▶ [Material to process]:
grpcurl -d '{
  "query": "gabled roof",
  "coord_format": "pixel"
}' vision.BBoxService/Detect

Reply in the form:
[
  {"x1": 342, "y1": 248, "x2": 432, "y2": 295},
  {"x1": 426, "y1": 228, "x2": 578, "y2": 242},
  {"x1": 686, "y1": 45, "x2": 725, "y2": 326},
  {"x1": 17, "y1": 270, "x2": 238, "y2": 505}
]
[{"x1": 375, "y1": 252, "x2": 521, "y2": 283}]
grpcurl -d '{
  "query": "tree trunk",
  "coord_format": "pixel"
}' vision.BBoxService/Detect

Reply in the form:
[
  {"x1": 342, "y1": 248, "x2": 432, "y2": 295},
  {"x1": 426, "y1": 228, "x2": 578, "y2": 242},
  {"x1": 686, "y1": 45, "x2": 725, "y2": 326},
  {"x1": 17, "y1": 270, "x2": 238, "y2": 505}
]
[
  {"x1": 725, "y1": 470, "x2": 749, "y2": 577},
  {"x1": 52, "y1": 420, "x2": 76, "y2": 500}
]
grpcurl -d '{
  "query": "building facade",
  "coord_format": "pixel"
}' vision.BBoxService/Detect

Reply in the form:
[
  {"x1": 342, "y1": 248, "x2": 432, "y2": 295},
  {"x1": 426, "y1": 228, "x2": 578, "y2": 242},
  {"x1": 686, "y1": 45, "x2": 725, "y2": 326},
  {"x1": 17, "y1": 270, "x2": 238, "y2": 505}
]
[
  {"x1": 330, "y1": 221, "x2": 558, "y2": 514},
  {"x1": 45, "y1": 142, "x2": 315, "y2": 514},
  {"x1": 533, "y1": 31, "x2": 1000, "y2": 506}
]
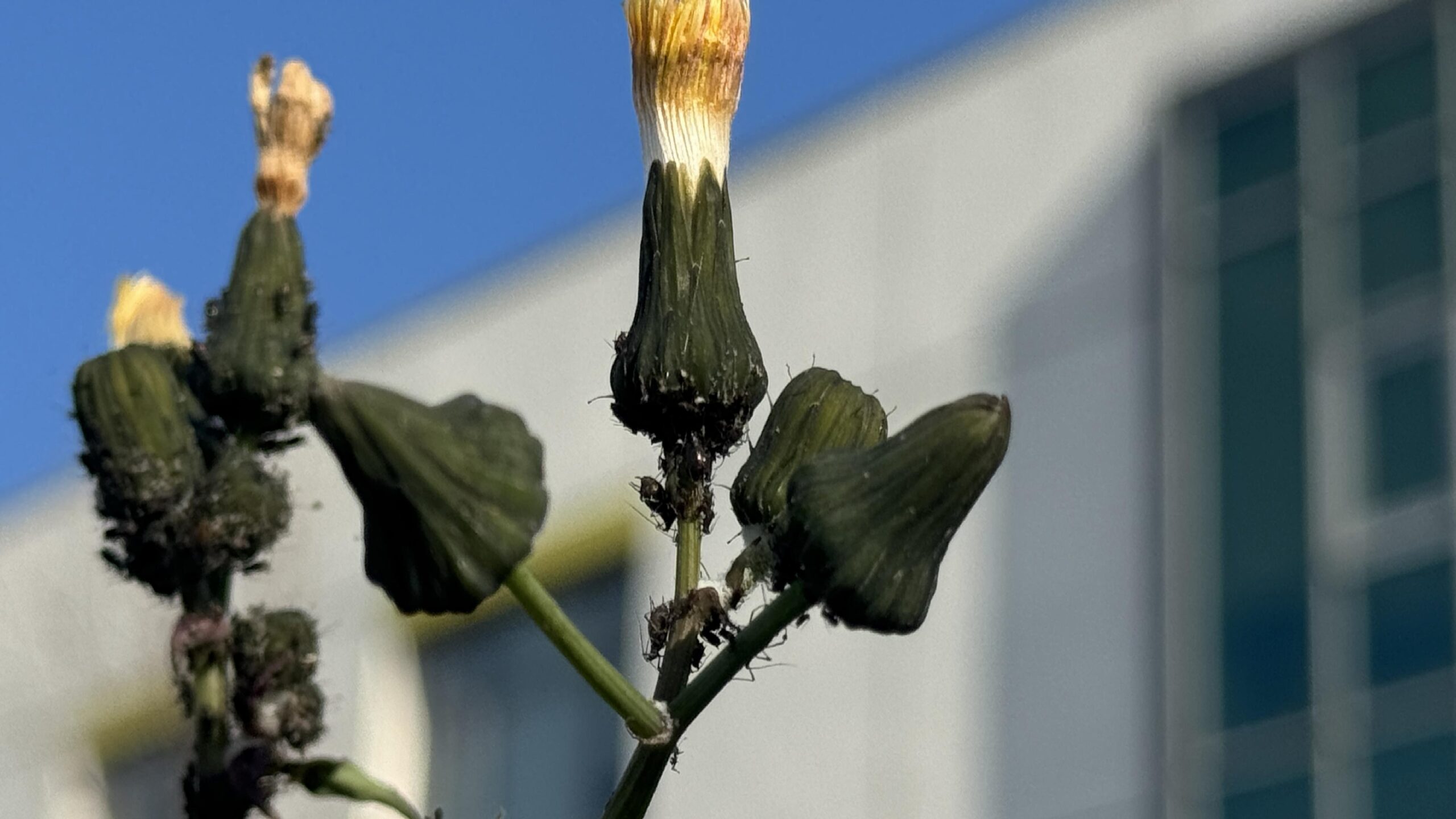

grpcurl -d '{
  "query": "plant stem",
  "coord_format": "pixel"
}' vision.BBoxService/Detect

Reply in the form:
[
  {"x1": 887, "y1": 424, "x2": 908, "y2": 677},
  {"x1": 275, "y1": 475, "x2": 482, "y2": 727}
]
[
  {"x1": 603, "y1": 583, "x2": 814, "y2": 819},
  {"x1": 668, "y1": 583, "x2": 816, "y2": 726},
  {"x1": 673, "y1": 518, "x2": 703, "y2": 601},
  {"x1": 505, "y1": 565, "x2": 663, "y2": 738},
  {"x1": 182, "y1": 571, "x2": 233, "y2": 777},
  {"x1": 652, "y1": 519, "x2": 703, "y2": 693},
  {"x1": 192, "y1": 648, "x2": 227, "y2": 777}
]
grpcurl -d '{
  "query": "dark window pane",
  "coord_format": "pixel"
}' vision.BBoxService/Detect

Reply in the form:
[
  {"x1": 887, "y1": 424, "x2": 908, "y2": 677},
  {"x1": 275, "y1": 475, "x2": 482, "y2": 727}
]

▶ [Set problem]:
Extract every line from the items above that contains the string "query". Treat the match as case-sensitive.

▶ [Exercise result]:
  "query": "gabled roof",
  "query": "tree trunk",
  "query": "building facade",
  "query": "plant stem",
  "query": "dark window pane",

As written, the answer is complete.